- **Written task 1**
Reproduce the part of the post starting at "The question is" and ending at "prime that exists?", copying it word for word.
-------- Passage --------
I was solving this problem, (41 from Project Euler), where I noticed that contains method of HashSet is working differently for Long as compared to Integer (I might be wrong here, please correct me if I am).
The question is -
We shall say that an n-digit number is pandigital if it makes use of
all the digits 1 to n exactly once. For example, 2143 is a 4-digit
pandigital and is also prime.
What is the largest n-digit pandigital prime that exists?
My code for checking whether the number is Pandigital or not is -
private static boolean isPan(Long n) {
HashSet<Long> list = new HashSet<Long>();
int count = 0;
while(n != 0){
list.add(n%10);
count++;
n /= 10;
}
for(int i = 9; i>count; i--){
if(list.contains(i)) return false;
}
for(int i = 1; i<= count; i++){
if(!list.contains(i)) return false;
}
return true;
}
This code gave me an infinite loop. So, I changed my code like this -
private static boolean isPan(Long n) {
HashSet<Integer> list = new HashSet<Integer>();
int count = 0;
while(n != 0){
list.add((int) (n%10));
count++;
n /= 10;
}
for(int i = 9; i>count; i--){
if(list.contains(i)) return false;
}
for(int i = 1; i<= count; i++){
if(!list.contains(i)) return false;
}
return true;
}
I just changed, HashSet<Long> to HashSet<Integer> and list.add(n%10) to list.add((int) n%10).
This gave me the correct answer, 7652413. So, can anyone explain why the contains method works differently for Long when compared to Integer?
-------- Input records --------
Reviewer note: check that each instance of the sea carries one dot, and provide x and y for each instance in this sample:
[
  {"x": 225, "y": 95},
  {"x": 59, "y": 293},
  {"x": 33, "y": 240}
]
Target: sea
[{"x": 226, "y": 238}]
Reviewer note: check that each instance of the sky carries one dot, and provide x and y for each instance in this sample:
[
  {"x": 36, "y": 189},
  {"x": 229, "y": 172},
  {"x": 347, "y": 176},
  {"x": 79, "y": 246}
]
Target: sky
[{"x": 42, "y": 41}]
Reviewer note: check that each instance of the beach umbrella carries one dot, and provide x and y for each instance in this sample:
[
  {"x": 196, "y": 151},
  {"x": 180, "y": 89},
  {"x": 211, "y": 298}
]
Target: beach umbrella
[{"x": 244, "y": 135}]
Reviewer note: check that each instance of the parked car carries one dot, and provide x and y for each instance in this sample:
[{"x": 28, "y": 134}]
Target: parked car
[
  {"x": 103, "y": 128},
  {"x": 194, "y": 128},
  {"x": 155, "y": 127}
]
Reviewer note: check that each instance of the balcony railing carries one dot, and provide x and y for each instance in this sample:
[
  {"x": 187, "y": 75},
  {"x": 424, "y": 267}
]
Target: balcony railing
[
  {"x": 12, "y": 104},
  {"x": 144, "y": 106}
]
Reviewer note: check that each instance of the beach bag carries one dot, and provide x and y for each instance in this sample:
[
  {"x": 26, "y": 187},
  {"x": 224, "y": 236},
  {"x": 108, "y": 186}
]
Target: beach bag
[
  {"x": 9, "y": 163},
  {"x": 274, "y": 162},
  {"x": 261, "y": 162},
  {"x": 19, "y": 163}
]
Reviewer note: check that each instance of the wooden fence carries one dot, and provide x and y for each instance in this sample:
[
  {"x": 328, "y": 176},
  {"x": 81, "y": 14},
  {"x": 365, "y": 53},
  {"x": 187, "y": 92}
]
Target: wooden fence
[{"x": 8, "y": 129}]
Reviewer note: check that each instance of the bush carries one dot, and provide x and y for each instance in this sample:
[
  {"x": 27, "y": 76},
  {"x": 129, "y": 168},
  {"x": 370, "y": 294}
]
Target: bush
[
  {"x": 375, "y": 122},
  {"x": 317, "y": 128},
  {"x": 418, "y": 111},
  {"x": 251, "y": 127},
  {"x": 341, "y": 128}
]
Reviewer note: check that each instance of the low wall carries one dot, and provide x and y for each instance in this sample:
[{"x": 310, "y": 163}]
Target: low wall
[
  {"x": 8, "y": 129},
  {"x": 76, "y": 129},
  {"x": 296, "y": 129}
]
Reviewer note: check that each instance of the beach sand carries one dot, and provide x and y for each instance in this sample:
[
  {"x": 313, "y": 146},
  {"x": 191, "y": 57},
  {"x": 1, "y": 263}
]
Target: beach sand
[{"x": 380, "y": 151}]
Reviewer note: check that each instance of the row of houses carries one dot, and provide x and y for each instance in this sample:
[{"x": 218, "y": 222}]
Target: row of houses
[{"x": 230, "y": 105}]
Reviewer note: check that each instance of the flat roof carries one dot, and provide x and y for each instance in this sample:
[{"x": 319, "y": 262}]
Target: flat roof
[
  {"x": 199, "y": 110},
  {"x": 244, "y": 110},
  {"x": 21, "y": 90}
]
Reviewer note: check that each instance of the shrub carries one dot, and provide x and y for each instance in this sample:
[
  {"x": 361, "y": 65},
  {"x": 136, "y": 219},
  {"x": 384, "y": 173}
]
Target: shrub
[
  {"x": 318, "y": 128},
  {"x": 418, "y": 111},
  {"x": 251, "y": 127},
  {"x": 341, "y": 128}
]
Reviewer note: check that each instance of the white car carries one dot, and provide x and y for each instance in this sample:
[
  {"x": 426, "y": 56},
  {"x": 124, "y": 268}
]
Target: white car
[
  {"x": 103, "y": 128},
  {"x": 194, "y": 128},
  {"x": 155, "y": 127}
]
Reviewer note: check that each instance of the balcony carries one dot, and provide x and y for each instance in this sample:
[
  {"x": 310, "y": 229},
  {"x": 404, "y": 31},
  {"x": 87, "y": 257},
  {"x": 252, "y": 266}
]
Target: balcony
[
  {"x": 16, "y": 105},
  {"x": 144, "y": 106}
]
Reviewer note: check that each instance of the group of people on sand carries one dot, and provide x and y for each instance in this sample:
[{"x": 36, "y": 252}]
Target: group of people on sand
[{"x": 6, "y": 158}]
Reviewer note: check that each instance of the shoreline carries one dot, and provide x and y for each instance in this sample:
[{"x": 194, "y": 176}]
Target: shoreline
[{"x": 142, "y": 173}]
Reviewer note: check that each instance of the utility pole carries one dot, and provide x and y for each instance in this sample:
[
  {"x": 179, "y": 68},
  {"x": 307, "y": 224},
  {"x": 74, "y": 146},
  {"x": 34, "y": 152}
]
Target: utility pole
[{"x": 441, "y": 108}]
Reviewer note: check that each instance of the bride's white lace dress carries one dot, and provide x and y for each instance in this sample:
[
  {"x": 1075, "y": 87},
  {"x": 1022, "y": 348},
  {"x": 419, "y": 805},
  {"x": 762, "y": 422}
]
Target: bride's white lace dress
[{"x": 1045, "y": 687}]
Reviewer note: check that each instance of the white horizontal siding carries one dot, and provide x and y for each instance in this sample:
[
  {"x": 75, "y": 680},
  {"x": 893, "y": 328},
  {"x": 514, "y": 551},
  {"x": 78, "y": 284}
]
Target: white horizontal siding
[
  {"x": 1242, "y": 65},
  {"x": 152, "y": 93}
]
--------
- **Written task 2**
Pull out every line in the records above that contains the string "shrub".

- **Full output 1**
The question is -
We shall say that an n-digit number is pandigital if it makes use of
all the digits 1 to n exactly once. For example, 2143 is a 4-digit
pandigital and is also prime.
What is the largest n-digit pandigital prime that exists?

- **Full output 2**
Reviewer note: check that each instance of the shrub carries one dot, and provide x and y for each instance in this sample:
Target: shrub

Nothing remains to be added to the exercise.